Outre le Statut de Rome, cette décision va également à l’encontre de l’Acte constitutif de l’Union africaine. En effet, selon son article 4-o, parmi les principes mêmes de fonctionnement de l’Union africaine se trouve le « [r]espect du caractère sacro-saint de la vie humaine et [la] condamnation et [le] rejet de l’impunité […] ». Décider que les dirigeants et hauts responsables en exercice ne pourront être poursuivis pour leur implication dans des crimes internationaux revient pourtant à consacrer une impunité de facto pour ces crimes, du moins au niveau continental, étant donnée la longévité reconnue des dirigeants africains au pouvoir.
L’absurdité de cette décision est également appuyée par le fait que certains États africains ont pourtant pris l’initiative d’intégrer dans leur droit interne le principe du défaut de pertinence de la qualité officielle dans le cadre de la poursuite des crimes internationaux. Aussi surprenant que cela puisse paraître, étant donnée l’inculpation du président et du vice-président de cet État par la CPI, le Kenya a intégré ce principe à l’article 143-4 de sa Constitution en 2010. De la même manière, l’article 163 du Code de justice militaire de la République démocratique du Congo datant de 2002 prévoit que l’immunité liée à la qualité officielle n’est pas une cause d’exonération de la responsabilité pénale individuelle.
Quel est l’intérêt pour l’Union africaine d’adopter une telle décision ?
Parmi les individus qui avaient intérêt à ce que cette décision soit adoptée, on peut citer Omar Al-Bashir, Uhuru Kenyatta ainsi que William Ruto, tous trois concernés par des procédures devant la CPI. Pour ce qui est d’Omar Al-Bashir, actuel Président du Soudan, deux mandats d’arrêt ont été délivrés contre lui par la CPI en 2009 puis en 2010 mais n’ont, à ce jour, toujours pas été exécutés. En ce qui concerne les actuels président et vice-président du Kenya, Uhuru Kenyatta et William Ruto, la CPI a ouvert à leur encontre des poursuites en ce qui concerne les violences survenues après les élections présidentielles de 2007. Étant données leurs fonctions au sein de l’État kenyan, ils ont demandé à la CPI de les autoriser à ne pas comparaître à chacune des audiences de leur procès. Après quelques revirements de la CPI à ce sujet, l’Assemblée des États Parties au Statut de Rome a adopté, lors de sa 12ème session à La Haye, la règle 134 quater du Règlement de procédure et de preuve de la CPI, dispensant les accusés de comparaître à leur procès en raison de fonctions publiques extraordinaires. Par la même occasion, la règle 134 bis admettant la possibilité pour les accusés de comparaître par vidéo a été adoptée.

## Objectif 1
Répondez aux questions suivantes d'après le texte sur la décision de l'Union africaine :
(a) Quel article de l'Acte constitutif de l'Union africaine y est cité ?
(b) En quelle année et à quel article de sa Constitution le Kenya a-t-il intégré le principe du défaut de pertinence de la qualité officielle ?
(c) Quelle règle du Règlement de procédure et de preuve de la CPI admet la comparution des accusés par vidéo ?
## Objectif 2
Poursuivez le texte sur la décision de l'Union africaine relative aux poursuites des dirigeants en exercice, en reprenant après sa dernière phrase.

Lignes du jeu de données
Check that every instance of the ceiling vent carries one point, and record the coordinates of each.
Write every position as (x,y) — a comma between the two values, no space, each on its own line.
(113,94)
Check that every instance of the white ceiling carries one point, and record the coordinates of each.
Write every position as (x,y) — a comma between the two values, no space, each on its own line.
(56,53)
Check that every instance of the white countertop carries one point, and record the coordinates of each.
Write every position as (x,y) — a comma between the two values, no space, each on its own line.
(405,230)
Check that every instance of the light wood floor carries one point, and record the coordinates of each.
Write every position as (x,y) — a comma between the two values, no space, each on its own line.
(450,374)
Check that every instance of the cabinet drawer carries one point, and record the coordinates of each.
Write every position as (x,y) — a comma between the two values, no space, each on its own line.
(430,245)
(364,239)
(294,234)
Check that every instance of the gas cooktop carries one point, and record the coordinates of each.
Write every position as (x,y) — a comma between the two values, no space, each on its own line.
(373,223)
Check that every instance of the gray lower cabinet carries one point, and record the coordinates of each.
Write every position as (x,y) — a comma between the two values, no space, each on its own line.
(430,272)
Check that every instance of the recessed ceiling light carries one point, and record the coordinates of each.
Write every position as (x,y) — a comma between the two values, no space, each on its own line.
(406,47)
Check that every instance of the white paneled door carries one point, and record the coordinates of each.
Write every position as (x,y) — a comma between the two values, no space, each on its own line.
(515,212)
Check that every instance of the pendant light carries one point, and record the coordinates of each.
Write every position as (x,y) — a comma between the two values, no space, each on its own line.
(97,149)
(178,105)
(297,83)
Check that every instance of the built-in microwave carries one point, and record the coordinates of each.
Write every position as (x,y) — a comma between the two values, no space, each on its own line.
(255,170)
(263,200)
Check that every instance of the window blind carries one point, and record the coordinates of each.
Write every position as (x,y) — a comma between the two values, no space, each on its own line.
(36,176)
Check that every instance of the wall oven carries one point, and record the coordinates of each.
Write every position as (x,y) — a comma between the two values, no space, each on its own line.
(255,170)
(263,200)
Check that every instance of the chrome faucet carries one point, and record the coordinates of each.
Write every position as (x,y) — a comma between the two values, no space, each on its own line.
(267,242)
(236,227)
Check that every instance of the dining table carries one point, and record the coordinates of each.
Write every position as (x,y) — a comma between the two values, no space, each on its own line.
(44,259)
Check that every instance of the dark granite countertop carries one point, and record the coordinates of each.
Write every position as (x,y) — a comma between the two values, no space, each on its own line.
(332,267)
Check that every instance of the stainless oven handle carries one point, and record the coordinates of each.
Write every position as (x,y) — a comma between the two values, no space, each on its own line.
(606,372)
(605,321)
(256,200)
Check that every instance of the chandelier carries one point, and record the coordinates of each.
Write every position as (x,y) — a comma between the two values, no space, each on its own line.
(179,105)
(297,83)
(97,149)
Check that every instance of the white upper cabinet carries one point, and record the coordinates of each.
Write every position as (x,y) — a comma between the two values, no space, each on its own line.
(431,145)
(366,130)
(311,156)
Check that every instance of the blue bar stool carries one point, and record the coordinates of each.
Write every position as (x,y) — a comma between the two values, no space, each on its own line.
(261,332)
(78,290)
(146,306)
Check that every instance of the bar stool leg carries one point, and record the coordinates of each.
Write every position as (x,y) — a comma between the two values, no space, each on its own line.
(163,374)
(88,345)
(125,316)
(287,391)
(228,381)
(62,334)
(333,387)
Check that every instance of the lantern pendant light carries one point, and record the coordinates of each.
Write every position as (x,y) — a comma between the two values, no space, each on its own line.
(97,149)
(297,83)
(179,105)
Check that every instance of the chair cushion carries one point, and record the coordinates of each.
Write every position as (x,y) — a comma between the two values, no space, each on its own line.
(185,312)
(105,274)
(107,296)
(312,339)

## Réponse finale 1
(a) L'article 4-o.
(b) En 2010, à l'article 143-4.
(c) La règle 134 bis.

## Réponse finale 2
Poursuivre des dirigeants en exercice n’est certes pas une mince affaire, et l’Assemblée des États Parties de la CPI a elle-même cédé à des pressions étatiques en décidant d’amender le Règlement de procédure et de preuve. Pour autant, l’article 27 du Statut de Rome prévoyant le défaut de pertinence de la qualité officielle a été maintenu, malgré la demande en faveur de sa modification formulée par le Kenya. Cet État a, en effet, proposé un amendement à cet article de façon à ce que la poursuite des dirigeants ne soit permise qu’après que ceux-ci aient quitté le pouvoir. Une telle mesure aurait pu donner carte blanche aux dirigeants en exercice pour commettre des crimes internationaux. En outre, proposer un tel amendement au Statut de Rome, c’est oublier que la dissuasion et la prévention des crimes sont deux objectifs de la lutte contre l’impunité.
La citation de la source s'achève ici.